DIRECTIVE:
Convert every line of the entries below into a JSON list of strings, one string per line, leaving out blank lines.

DATA LINES:
══════════════════════════════
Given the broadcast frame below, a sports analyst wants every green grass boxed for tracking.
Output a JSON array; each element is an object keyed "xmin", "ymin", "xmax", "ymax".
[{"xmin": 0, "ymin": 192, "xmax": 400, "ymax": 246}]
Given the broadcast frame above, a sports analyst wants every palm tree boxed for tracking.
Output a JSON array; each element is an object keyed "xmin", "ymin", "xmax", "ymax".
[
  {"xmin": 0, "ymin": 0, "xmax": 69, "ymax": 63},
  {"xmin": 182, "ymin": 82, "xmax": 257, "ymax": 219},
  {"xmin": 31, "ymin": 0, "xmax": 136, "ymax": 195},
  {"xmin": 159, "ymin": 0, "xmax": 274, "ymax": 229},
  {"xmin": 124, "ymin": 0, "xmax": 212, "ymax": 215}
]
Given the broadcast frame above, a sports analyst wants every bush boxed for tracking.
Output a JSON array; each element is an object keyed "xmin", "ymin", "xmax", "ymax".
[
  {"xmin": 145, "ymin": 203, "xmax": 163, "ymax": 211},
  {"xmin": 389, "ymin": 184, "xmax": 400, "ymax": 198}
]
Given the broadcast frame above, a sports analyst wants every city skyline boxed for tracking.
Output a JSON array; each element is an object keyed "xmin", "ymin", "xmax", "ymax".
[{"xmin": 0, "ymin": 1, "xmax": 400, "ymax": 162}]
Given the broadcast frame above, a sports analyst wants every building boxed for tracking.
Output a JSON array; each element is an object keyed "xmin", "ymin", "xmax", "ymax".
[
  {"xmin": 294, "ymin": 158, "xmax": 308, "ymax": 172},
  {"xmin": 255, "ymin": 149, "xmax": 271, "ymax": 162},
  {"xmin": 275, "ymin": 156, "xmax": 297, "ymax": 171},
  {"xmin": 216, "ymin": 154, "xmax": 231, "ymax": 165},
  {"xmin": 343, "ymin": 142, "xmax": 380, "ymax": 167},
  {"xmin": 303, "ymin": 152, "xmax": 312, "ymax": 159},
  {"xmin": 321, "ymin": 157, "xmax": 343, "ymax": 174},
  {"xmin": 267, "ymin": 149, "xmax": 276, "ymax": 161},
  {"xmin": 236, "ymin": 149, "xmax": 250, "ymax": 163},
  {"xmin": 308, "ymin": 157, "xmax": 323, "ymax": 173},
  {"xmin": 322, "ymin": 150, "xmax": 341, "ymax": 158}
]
══════════════════════════════
WORKED SOLUTION:
[
  "Given the broadcast frame below, a sports analyst wants every green grass boxed for tracking.",
  "Output a JSON array; each element is an object keyed \"xmin\", \"ymin\", \"xmax\", \"ymax\".",
  "[{\"xmin\": 0, \"ymin\": 192, \"xmax\": 400, \"ymax\": 246}]",
  "Given the broadcast frame above, a sports analyst wants every palm tree boxed for tracking.",
  "Output a JSON array; each element is an object keyed \"xmin\", \"ymin\", \"xmax\", \"ymax\".",
  "[",
  "  {\"xmin\": 0, \"ymin\": 0, \"xmax\": 69, \"ymax\": 63},",
  "  {\"xmin\": 182, \"ymin\": 82, \"xmax\": 257, \"ymax\": 219},",
  "  {\"xmin\": 31, \"ymin\": 0, \"xmax\": 136, \"ymax\": 195},",
  "  {\"xmin\": 159, \"ymin\": 0, \"xmax\": 274, \"ymax\": 229},",
  "  {\"xmin\": 124, \"ymin\": 0, \"xmax\": 212, \"ymax\": 215}",
  "]",
  "Given the broadcast frame above, a sports analyst wants every bush boxed for tracking.",
  "Output a JSON array; each element is an object keyed \"xmin\", \"ymin\", \"xmax\", \"ymax\".",
  "[",
  "  {\"xmin\": 145, \"ymin\": 203, \"xmax\": 163, \"ymax\": 211},",
  "  {\"xmin\": 389, \"ymin\": 184, \"xmax\": 400, \"ymax\": 198}",
  "]",
  "Given the broadcast frame above, a sports analyst wants every city skyline boxed for tracking.",
  "Output a JSON array; each element is an object keyed \"xmin\", \"ymin\", \"xmax\", \"ymax\".",
  "[{\"xmin\": 0, \"ymin\": 1, \"xmax\": 400, \"ymax\": 162}]",
  "Given the broadcast frame above, a sports analyst wants every building boxed for tracking.",
  "Output a JSON array; each element is an object keyed \"xmin\", \"ymin\", \"xmax\", \"ymax\".",
  "[",
  "  {\"xmin\": 294, \"ymin\": 158, \"xmax\": 308, \"ymax\": 172},",
  "  {\"xmin\": 255, \"ymin\": 149, \"xmax\": 271, \"ymax\": 162},",
  "  {\"xmin\": 275, \"ymin\": 156, \"xmax\": 297, \"ymax\": 171},",
  "  {\"xmin\": 216, \"ymin\": 154, \"xmax\": 231, \"ymax\": 165},",
  "  {\"xmin\": 343, \"ymin\": 142, \"xmax\": 380, \"ymax\": 167},",
  "  {\"xmin\": 303, \"ymin\": 152, \"xmax\": 312, \"ymax\": 159},",
  "  {\"xmin\": 321, \"ymin\": 157, \"xmax\": 343, \"ymax\": 174},",
  "  {\"xmin\": 267, \"ymin\": 149, \"xmax\": 276, \"ymax\": 161},",
  "  {\"xmin\": 236, \"ymin\": 149, \"xmax\": 250, \"ymax\": 163},",
  "  {\"xmin\": 308, \"ymin\": 157, \"xmax\": 323, \"ymax\": 173},",
  "  {\"xmin\": 322, \"ymin\": 150, \"xmax\": 341, \"ymax\": 158}",
  "]"
]